** Text **
============================================================

What is the Toyota Corolla Hybrid?
A special version of Toyota’s ubiquitous small hatchback that takes all of the interminable model’s likeable elements and adds a petrol/electric drivetrain for boosted efficiency and even a little extra drivability.
This version is the mid-range $29,735 SX which forfeits some of the ZR’s flagship equipment but gains a little more than the most affordable Ascent Sport.
Despite its special drivetrain, this Corolla variant enjoys all the general features that have made the model such an enduring and widespread success and it even has a surprising price too.
We saddled up this mid-range eco-warrior for a week in New Zealand’s North Island to see how a car that pertains to be the most environmentally sensitive in the line-up fares in a nation that is just as focused on the environment.
What is the Toyota Corolla SX Hybrid like to drive?
The Toyota Corolla is not fast. Let’s get that elephant out of the room early on. It doesn’t matter if you go for the standard 2.0-litre combustion-powered variant or this hybrid which combines a 1.8-litre petrol four-cylinder to an electric motor, they all accelerate to the milestone 100km/h in about 9.5-10 seconds.
However, in the case of the hybrid version, it’s added dollop of electric torque really comes into its own for ‘in-gear’ acceleration. When you’re out and about, the mild electric assistance is the difference between lacklustre and lively.
We’re not talking rally star, tyre-tearing performance, but a little extra nudge that makes the Corolla more eager in all types of driving.
It comes down to the delivery of power. While any combustion power engine will demonstrate some degree of response lag - whether it’s a turbocharged engine or delay in the transmission, a hybrid’s electrical energy is instant. Whether you can sense it or not, most drivers appreciate the nature of added electric torque.

============================================================

[Dataset items]
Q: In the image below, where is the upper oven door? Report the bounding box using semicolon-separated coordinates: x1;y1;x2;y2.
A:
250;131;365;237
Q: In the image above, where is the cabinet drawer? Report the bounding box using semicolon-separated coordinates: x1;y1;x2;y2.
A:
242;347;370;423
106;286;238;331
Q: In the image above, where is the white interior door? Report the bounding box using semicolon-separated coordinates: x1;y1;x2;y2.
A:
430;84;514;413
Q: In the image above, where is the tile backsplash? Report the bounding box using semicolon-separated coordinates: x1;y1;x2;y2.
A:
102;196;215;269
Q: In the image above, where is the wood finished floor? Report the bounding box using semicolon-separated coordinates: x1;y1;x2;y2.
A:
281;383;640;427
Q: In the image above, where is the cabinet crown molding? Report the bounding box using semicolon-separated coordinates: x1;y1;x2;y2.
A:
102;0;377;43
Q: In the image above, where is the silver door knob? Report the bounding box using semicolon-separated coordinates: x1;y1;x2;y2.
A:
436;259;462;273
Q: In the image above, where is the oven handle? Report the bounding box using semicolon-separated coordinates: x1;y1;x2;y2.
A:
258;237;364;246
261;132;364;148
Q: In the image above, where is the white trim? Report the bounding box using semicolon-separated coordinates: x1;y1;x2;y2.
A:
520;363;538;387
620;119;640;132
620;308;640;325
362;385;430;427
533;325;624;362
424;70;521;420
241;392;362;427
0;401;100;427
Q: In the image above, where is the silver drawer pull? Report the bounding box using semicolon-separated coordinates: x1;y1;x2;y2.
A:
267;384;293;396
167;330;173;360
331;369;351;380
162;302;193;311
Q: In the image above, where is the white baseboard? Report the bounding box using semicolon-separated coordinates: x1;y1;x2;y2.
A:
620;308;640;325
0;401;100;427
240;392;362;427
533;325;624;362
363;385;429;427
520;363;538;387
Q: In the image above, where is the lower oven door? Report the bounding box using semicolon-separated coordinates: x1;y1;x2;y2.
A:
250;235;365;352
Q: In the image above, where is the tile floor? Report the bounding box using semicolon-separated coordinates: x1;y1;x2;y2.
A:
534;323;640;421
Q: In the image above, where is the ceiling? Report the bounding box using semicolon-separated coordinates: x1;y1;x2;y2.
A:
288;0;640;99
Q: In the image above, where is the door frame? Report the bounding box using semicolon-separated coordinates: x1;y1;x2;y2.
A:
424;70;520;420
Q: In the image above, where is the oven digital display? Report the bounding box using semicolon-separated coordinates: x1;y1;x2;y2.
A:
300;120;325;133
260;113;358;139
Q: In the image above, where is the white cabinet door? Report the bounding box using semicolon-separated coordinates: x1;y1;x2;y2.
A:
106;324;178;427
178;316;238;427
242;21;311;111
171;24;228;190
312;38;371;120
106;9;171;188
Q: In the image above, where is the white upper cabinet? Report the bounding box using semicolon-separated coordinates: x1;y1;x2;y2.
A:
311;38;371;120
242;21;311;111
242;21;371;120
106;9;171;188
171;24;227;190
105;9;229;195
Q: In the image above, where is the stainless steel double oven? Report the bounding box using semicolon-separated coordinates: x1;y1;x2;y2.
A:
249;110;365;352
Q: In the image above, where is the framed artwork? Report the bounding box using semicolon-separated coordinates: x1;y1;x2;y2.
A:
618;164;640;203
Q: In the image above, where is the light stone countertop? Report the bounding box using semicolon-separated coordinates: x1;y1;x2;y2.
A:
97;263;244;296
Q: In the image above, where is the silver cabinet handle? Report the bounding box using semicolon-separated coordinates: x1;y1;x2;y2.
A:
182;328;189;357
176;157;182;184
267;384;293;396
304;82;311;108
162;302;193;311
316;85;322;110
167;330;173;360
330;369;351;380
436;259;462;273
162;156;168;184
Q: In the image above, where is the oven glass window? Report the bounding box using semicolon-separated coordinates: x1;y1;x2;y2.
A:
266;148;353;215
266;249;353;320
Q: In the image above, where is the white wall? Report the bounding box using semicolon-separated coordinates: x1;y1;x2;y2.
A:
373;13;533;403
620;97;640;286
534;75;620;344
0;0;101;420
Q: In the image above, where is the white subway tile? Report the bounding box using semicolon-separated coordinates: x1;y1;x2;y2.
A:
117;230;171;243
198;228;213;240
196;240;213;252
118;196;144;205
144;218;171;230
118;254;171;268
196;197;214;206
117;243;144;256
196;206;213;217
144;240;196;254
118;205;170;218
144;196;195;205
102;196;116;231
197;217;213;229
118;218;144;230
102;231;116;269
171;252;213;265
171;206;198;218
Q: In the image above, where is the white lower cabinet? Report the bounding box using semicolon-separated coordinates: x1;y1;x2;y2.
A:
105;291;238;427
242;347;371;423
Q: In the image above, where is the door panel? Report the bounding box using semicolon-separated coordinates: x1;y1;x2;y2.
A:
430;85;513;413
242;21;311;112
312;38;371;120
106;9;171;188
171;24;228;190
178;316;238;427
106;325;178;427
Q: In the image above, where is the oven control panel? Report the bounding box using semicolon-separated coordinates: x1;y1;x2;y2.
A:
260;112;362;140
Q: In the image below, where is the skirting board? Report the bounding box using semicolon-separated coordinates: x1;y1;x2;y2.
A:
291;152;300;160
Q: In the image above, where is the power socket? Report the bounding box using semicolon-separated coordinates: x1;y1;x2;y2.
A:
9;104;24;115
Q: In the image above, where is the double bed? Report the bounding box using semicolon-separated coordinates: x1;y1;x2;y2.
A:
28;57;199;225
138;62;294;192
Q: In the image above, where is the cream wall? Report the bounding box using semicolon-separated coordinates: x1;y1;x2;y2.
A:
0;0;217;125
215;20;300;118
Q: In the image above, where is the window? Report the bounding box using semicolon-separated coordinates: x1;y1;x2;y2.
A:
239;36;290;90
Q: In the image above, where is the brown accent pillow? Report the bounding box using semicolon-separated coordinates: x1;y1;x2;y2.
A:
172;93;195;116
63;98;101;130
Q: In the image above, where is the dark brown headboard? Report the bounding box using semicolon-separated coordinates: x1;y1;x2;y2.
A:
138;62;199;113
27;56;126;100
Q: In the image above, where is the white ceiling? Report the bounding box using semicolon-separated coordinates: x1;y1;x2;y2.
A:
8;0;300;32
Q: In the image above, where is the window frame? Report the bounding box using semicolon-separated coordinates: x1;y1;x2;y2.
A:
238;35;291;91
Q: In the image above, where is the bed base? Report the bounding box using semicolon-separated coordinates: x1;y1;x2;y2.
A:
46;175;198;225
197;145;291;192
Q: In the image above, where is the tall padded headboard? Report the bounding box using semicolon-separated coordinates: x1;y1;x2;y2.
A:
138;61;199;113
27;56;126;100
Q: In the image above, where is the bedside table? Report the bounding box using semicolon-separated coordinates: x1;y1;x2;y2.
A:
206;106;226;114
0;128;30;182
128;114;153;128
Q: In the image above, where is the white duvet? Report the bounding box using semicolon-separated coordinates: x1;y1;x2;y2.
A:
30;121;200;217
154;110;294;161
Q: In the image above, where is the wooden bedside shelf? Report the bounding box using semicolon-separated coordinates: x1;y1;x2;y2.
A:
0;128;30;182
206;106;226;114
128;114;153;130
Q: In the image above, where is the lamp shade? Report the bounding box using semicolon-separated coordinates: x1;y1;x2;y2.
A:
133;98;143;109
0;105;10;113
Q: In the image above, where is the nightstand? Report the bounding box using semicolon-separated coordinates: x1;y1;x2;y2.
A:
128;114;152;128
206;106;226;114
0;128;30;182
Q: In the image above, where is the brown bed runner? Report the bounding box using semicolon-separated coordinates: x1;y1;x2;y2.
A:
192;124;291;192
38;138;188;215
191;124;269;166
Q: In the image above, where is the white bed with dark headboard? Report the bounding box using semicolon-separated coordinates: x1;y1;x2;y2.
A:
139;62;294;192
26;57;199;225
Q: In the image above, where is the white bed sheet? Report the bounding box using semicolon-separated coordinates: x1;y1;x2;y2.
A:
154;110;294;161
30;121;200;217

============================================================

** The tasks **
1. Print the full Toyota Corolla Hybrid text again, word for word.
2. From the records, output everything from the line containing "Q: In the image above, where is the framed" down to the line containing "0;0;101;420", both included and unchanged, and nothing else.

** Full solutions **
1.
What is the Toyota Corolla Hybrid?
A special version of Toyota’s ubiquitous small hatchback that takes all of the interminable model’s likeable elements and adds a petrol/electric drivetrain for boosted efficiency and even a little extra drivability.
This version is the mid-range $29,735 SX which forfeits some of the ZR’s flagship equipment but gains a little more than the most affordable Ascent Sport.
Despite its special drivetrain, this Corolla variant enjoys all the general features that have made the model such an enduring and widespread success and it even has a surprising price too.
We saddled up this mid-range eco-warrior for a week in New Zealand’s North Island to see how a car that pertains to be the most environmentally sensitive in the line-up fares in a nation that is just as focused on the environment.
What is the Toyota Corolla SX Hybrid like to drive?
The Toyota Corolla is not fast. Let’s get that elephant out of the room early on. It doesn’t matter if you go for the standard 2.0-litre combustion-powered variant or this hybrid which combines a 1.8-litre petrol four-cylinder to an electric motor, they all accelerate to the milestone 100km/h in about 9.5-10 seconds.
However, in the case of the hybrid version, it’s added dollop of electric torque really comes into its own for ‘in-gear’ acceleration. When you’re out and about, the mild electric assistance is the difference between lacklustre and lively.
We’re not talking rally star, tyre-tearing performance, but a little extra nudge that makes the Corolla more eager in all types of driving.
It comes down to the delivery of power. While any combustion power engine will demonstrate some degree of response lag - whether it’s a turbocharged engine or delay in the transmission, a hybrid’s electrical energy is instant. Whether you can sense it or not, most drivers appreciate the nature of added electric torque.

2.
Q: In the image above, where is the framed artwork? Report the bounding box using semicolon-separated coordinates: x1;y1;x2;y2.
A:
618;164;640;203
Q: In the image above, where is the light stone countertop? Report the bounding box using semicolon-separated coordinates: x1;y1;x2;y2.
A:
97;263;244;296
Q: In the image above, where is the silver cabinet handle? Report the bounding box using semicolon-separated coordinates: x1;y1;x2;y2.
A:
182;328;189;357
176;157;182;184
267;384;293;396
304;82;311;108
162;302;193;311
316;85;322;110
167;330;173;360
330;369;351;380
436;259;462;273
162;156;168;184
Q: In the image above, where is the oven glass window? Report the bounding box using semicolon-separated coordinates: x1;y1;x2;y2.
A:
266;148;353;215
266;249;353;320
Q: In the image above, where is the white wall? Report the bounding box using semicolon-separated coordinates: x1;y1;x2;y2.
A:
373;13;533;403
620;97;640;286
534;75;620;344
0;0;101;420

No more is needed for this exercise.